## 練習課題
**1.** ジェイ・エス・ビーの高齢者住宅事業に関する本文によると、同社が2022年8月にソーシャルローン契約を締結した相手はどこか。
**2.** 高齢者住宅事業に関する本文のうち、「第2に、高齢者所有不動産の利活用促進を目指す。」で始まる段落を、主要な事実を残した箇条書きに直せ。
**3.** ジェイ・エス・ビーの高齢者住宅事業に関する本文を、最後の文のあとから書き継げ。

## 本文
------------------------------
*14:29JST ジェイ・エス・ビー Research Memo(9):中期経営計画の最終年度は上方修正した目標数値の達成を目指す(3)
■ジェイ・エス・ビー<3480>の中長期の成長戦略
(2) 高齢者住宅事業
高齢者住宅事業のコンセプトは「高齢者住宅をコアに多世代共生型のまちづくりを目指す」である。具体的には高齢者住宅入居者の不動産利活用によって空き家問題を解決し、高齢者住宅の地域公民館化(オンライン含む)、在宅生活支援などを通じて地域課題を解決する事業展開を図る。こうした高齢者住宅事業のコンセプトに基づいて、中期経営計画では以下の施策を計画する。
第1に、高齢者住宅の地域公民館化の推進を図る。実現に向けた施策として、1) リアルとオンラインのハイブリッド型による公民館化の推進、2) 地域イベントの開催サポート、3)高齢者住宅間の相互訪問による交流などを計画する。地域住民向けの古着・おもちゃの再利用イベントなど、各住宅において小規模ではあるがリアル開催を実施し、今後は地域住民参加型も徐々に実施する予定だ。また、地域との交流促進に向け、地域包括支援センターとボッチャ競技体験会を継続開催している。進捗評価はBで予定どおりに進捗している。
第2に、高齢者所有不動産の利活用促進を目指す。そのための施策として、1) 高齢者住宅への入居時等に所有不動産の利活用・売却支援、2) 世代間ホームシェア、3) 生前整理サポートなどを計画している。高齢者住宅入居時における所有不動産の売却支援は地域の空き家対策にもつながるため継続的に取り組んでいるが、利活用の一案であるホームシェアはコロナ禍のため提案を見合わせている。また、不用品処理等の自宅整理も支援している。進捗評価はBで予定どおりに進捗している。
同社では、2021年3月にハウスドゥグループ(現 And Doホールディングス<3457>)と業務提携を行い、高齢者住宅への入居者に対し自宅などの不動産の査定・売却、不動産に関する情報提供、不動産有効活用等に関する提案を開始している。高齢者住宅周辺に極力空き家を発生させずに地域の活力維持につなげる方針だ。
第3に、在宅生活支援の拡充を図る。実現のための施策として、1) 福祉用具貸与及び介護リフォームの提供エリア拡大、2) 見守り事業の開始、3) 看護体制強化、ヘルステックの利活用などを計画する。現在、提供中のエリアについては深掘りが進んでおり、今後は福祉用具貸与の提供エリアの拡大により、件数を増加する計画である。また、一部の高齢者住宅では、DXによる生産性向上や、VRを活用した認知機能トレーニングの実証実験にも取り組んでいる。進捗評価はBで予定どおりに進捗している。
高齢者住宅事業の具体的取り組み事例としては、DXによる生産性向上では、一部住宅に導入した掃除ロボット「Whiz i(ウィズ アイ)」が自動運転で清掃を行うことで、職員は介護業務に専念できる。24時間見守り機器「Tellus(テラス)」は、健康確認だけでなく、入居者のくらしを見える化することで、職員の負担軽減を実現している。また、2022年8月には資金を「社会的課題を解決する事業」に充当することを目的としたソーシャルローン契約を京都銀行<8369>と締結し、調達した資金をサービス付き高齢者向け住宅「グランメゾン迎賓館 京都桂川」の取得に活用した。食堂施設の一般開放や健康運動の教室等のイベントなどの開催を通じて“地域の公民館”として地域課題を解決するプラットホームとすることを目指している。同じく「グランメゾン迎賓館 京都桂川」では、2022年12月より高齢者住宅でVRゲームを活用した認知機能維持向上の実証事業への取り組みを開始した。
------------------------------
画像領域ラベル付けの一覧
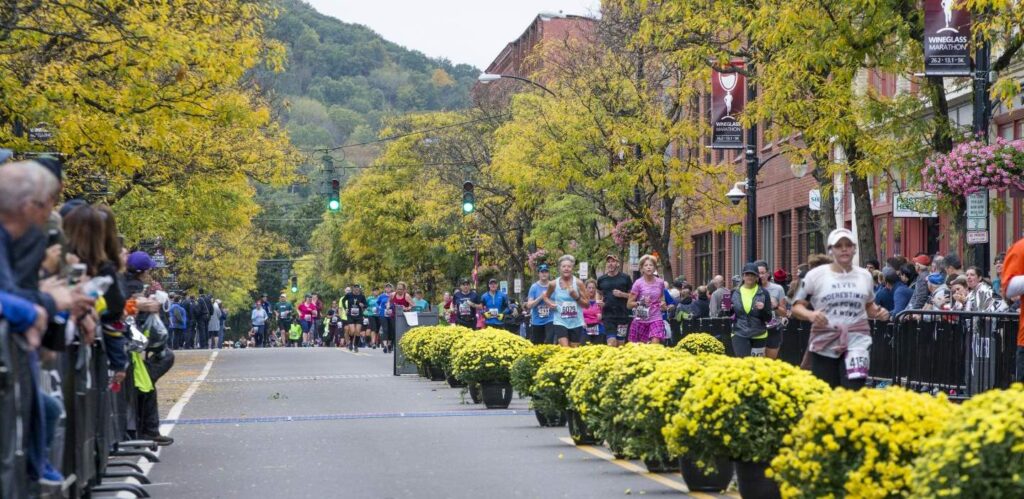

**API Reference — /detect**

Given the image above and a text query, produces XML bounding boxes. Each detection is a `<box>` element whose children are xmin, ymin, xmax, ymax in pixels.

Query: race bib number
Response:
<box><xmin>845</xmin><ymin>349</ymin><xmax>870</xmax><ymax>379</ymax></box>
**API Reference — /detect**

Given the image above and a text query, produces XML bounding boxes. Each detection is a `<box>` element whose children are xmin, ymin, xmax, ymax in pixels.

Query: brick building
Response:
<box><xmin>673</xmin><ymin>65</ymin><xmax>1024</xmax><ymax>283</ymax></box>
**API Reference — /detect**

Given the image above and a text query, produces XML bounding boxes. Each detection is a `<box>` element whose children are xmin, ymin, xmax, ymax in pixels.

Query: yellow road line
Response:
<box><xmin>558</xmin><ymin>436</ymin><xmax>739</xmax><ymax>499</ymax></box>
------------------------------
## 課題の解答
**1.** 京都銀行である。

**2.**
- 目標:高齢者所有不動産の利活用促進
- 施策:入居時等の所有不動産の利活用・売却支援、世代間ホームシェア、生前整理サポートなど
- 入居時の所有不動産の売却支援は、地域の空き家対策にもつながるため継続的に実施
- ホームシェアはコロナ禍のため提案を見合わせ
- 不用品処理等の自宅整理も支援
- 進捗評価はBで、予定どおりに進捗

**3.**
(3) 新規事業
中期経営計画では、従来からの事業の柱である不動産賃貸管理事業と高齢者住宅事業に加えて、新規事業の強化も計画する。グループシナジーの発揮を目指した施策として、1) 新たな若者成長支援サービス開始、2) HR(人材)事業プラットフォームの提供開始、3) 留学生や外国人材の活躍促進などを推進する。「学生会館NCRe京都深草」では、2022年4月より新築物件で「若者成長支援」として月1回の講座をマンション食堂で実施し、2023年には他2棟でも実施予定であるほか、「HR事業プラットフォーム」では、就職支援から有料職業紹介へと情報のマネタイズ化に着手し、「外国⼈材活躍」では、日本語学校定員を増員し、受⼊数及び輩出数増加に取り組むなどの成果があり、進捗評価はBで予定どおりに進捗している。
学生マンション事業を展開するUniLifeの入居者に対して、学生に対する就職活動、キャリアアップ、学生生活支援を行うOVO、大学生を対象にしたキャリア教育・支援を行うスタイルガーデン、AI人材のプラットフォーム事業を行うMewcket、幼児教室を運営するUniOVOこどもの森、日本語学校の日本国際語学アカデミーなど、同社グループの各社が協力・連携することでグループシナジーを発揮する計画である。その中から将来の事業の柱となる新たな事業を発掘し、育成を図る戦略である。実績として、スタイルガーデンでは、入居学生を中心に「第0新卒プログラム」としてビジネススクール、インターンシップ、キャリア支援を行い、また自己分析、面接対策、企業紹介など就活支援サービスも提供している。2021年6月に名古屋拠点を開設したことにより大阪・広島と合わせて3拠点体制へ拡大し、現在4拠点目を計画中である。また、日本国際語学アカデミーでは、京都、函館、福岡の3校とも出入国在留管理庁から「在籍管理優良校」または「適正校」に認定されたことで、留学生の在留許可申請の提出書類の一部が簡素化されるなど、留学生へのサポート機能を強化している。入国規制の緩和に伴い、留学生は今春からは増加に転じる見通しだ。同社グループでは、このように住居や生活面でのサポートをすることで、賃貸管理事業とのシナジーを図る考えだ。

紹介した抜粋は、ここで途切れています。